## DOCUMENT EXCERPT
Conflicts & War

Haitian gangs recruit homeless kids as cannon fodder

By Milo Milfort

Port-au-Prince, May 30 (EFE).- Shelters for homeless children have been left virtually empty as the gangs battling for control of swathes of Haiti’s capital are filling their ranks with youngsters.

“The soldiers of the armed groups come at night to recruit us,” a boy tells Efe at the Champs de Mars, the vast public park in the heart of Port-au-Prince, where street kids congregate.

It was near the park that Haiti’s first dedicated rehabilitation and reintegration center for homeless youth, with capacity for up to 400 people, was opened in 2013.

“There are around 48 people here. They spend the day somewhere else and come here every night to sleep,” an adult resident of the largely derelict facility says, mentioning Ti Lapli, Bougoy, and 100 Jours as gangs that have taken to looking for new recruits in the Champ de Mars.

Djems Olivier, a sociologist at the State University of Haiti, said that the phenomenon of gangs using children “as human shields or as scouts” goes back to at least 2000.

Less than a decade into its existence, the Champ de Mars shelter is a scene of squalor. The central courtyard is a marketplace for illegal drugs and other contraband, while the dormitories have been turned into defacto public toilets.

## RECORD EXTRACTS
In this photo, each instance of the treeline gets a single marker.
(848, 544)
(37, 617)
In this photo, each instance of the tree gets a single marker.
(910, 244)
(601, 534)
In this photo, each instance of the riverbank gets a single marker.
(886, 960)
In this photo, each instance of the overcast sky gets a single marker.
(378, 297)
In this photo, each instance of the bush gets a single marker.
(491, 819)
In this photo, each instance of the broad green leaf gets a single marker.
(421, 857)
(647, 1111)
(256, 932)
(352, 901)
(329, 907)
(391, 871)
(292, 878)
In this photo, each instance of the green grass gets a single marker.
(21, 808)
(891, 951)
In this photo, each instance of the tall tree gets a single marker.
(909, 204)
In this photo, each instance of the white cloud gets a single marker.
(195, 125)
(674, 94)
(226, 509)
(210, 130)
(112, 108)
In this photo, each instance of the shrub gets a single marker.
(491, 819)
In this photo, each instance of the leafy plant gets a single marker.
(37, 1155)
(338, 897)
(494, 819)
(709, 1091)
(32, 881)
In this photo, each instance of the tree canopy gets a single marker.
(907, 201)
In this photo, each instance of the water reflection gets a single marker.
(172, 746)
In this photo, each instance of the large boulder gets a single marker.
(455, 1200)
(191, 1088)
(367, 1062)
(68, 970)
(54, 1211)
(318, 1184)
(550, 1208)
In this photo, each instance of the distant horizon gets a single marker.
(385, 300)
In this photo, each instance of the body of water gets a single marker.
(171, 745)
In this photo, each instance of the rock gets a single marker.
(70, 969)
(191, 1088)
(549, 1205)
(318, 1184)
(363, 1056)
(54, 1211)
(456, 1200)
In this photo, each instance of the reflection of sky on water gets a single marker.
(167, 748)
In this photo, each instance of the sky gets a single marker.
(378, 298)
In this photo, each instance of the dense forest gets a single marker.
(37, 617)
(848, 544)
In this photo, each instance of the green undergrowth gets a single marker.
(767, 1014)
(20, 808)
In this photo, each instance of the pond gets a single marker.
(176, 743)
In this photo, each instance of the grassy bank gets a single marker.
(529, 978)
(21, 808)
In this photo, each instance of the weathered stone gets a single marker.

## REQUIREMENTS
- A) Duplicate the passage of the article on Haitian gang recruitment starting at "Port-au-Prince, May 30" and ending at "street kids congregate.".
- B) According to the article on Haitian gang recruitment, how many people could the rehabilitation and reintegration center opened in 2013 hold?
The material is separate from the article on Haitian gang recruitment.

## TASK-BY-TASK OUTPUTS
- A)
Port-au-Prince, May 30 (EFE).- Shelters for homeless children have been left virtually empty as the gangs battling for control of swathes of Haiti’s capital are filling their ranks with youngsters.

“The soldiers of the armed groups come at night to recruit us,” a boy tells Efe at the Champs de Mars, the vast public park in the heart of Port-au-Prince, where street kids congregate.

- B) Up to 400 people.